--- BEGIN Data to process ---

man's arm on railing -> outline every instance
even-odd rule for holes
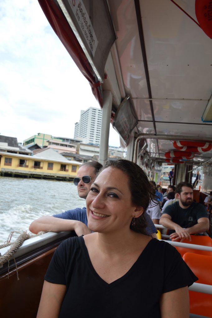
[[[79,236],[91,233],[88,227],[80,221],[59,218],[51,216],[41,217],[35,220],[30,224],[29,229],[35,234],[40,231],[61,232],[74,231]]]
[[[177,224],[172,221],[172,218],[169,214],[164,213],[162,214],[159,223],[160,224],[163,225],[164,226],[165,226],[167,229],[174,230],[176,233],[173,233],[172,234],[171,234],[171,235],[173,234],[175,235],[175,237],[173,238],[176,238],[175,236],[177,234],[178,238],[179,238],[180,239],[184,240],[185,238],[186,238],[189,239],[189,241],[191,240],[191,236],[187,231],[187,229],[183,229],[178,224]],[[170,238],[171,238],[170,235]]]

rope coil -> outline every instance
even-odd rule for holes
[[[49,232],[48,231],[48,232]],[[38,234],[31,235],[29,233],[28,233],[26,231],[23,232],[17,238],[15,242],[12,243],[11,243],[10,241],[12,236],[14,233],[20,233],[19,232],[11,232],[9,235],[9,237],[7,239],[6,242],[5,242],[4,244],[0,245],[0,249],[3,248],[4,247],[6,247],[8,246],[11,246],[10,248],[8,251],[7,251],[3,255],[1,255],[0,254],[0,266],[3,265],[7,262],[8,262],[8,278],[9,278],[9,273],[10,271],[10,259],[11,258],[12,258],[14,260],[14,262],[15,265],[16,274],[17,275],[17,279],[18,280],[19,280],[18,277],[18,268],[17,264],[16,262],[14,255],[16,252],[19,247],[20,247],[23,242],[26,240],[28,239],[31,238],[35,237],[38,235],[41,235],[44,233],[46,232],[40,232]]]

--- END Data to process ---

- Exercise brief
Return every line of the records above word for word, but leave out the pictures.

- Complete answer
man's arm on railing -> outline every instance
even-odd rule for holes
[[[79,236],[91,233],[88,227],[80,221],[59,218],[51,216],[41,217],[35,220],[30,224],[29,229],[35,234],[40,231],[61,232],[74,231]]]
[[[177,224],[172,221],[172,218],[169,214],[164,213],[162,214],[159,223],[160,224],[163,225],[164,226],[165,226],[167,229],[174,230],[176,233],[173,233],[172,234],[171,234],[171,235],[173,234],[175,235],[175,237],[173,238],[176,238],[175,236],[177,234],[178,238],[179,238],[180,239],[184,240],[185,238],[186,238],[189,239],[189,241],[191,240],[191,236],[187,231],[187,229],[183,229],[178,224]],[[170,238],[171,238],[170,235]]]

rope coil -> outline every instance
even-odd rule for holes
[[[49,232],[48,231],[48,232]],[[38,234],[31,235],[29,233],[28,233],[26,231],[23,232],[17,238],[15,242],[12,243],[11,243],[10,241],[12,236],[14,233],[20,233],[19,232],[11,232],[9,235],[9,237],[7,239],[6,242],[5,242],[4,244],[0,245],[0,249],[3,248],[4,247],[6,247],[8,246],[11,246],[10,248],[8,251],[7,251],[3,255],[1,255],[0,254],[0,266],[3,265],[7,262],[8,262],[8,278],[9,278],[9,273],[10,271],[10,259],[11,258],[12,258],[14,260],[14,262],[15,265],[16,274],[17,275],[17,279],[18,280],[19,280],[18,277],[18,268],[17,264],[16,262],[14,255],[16,252],[19,247],[20,247],[23,242],[26,240],[28,239],[31,238],[35,237],[38,235],[41,235],[44,233],[46,232],[40,232]]]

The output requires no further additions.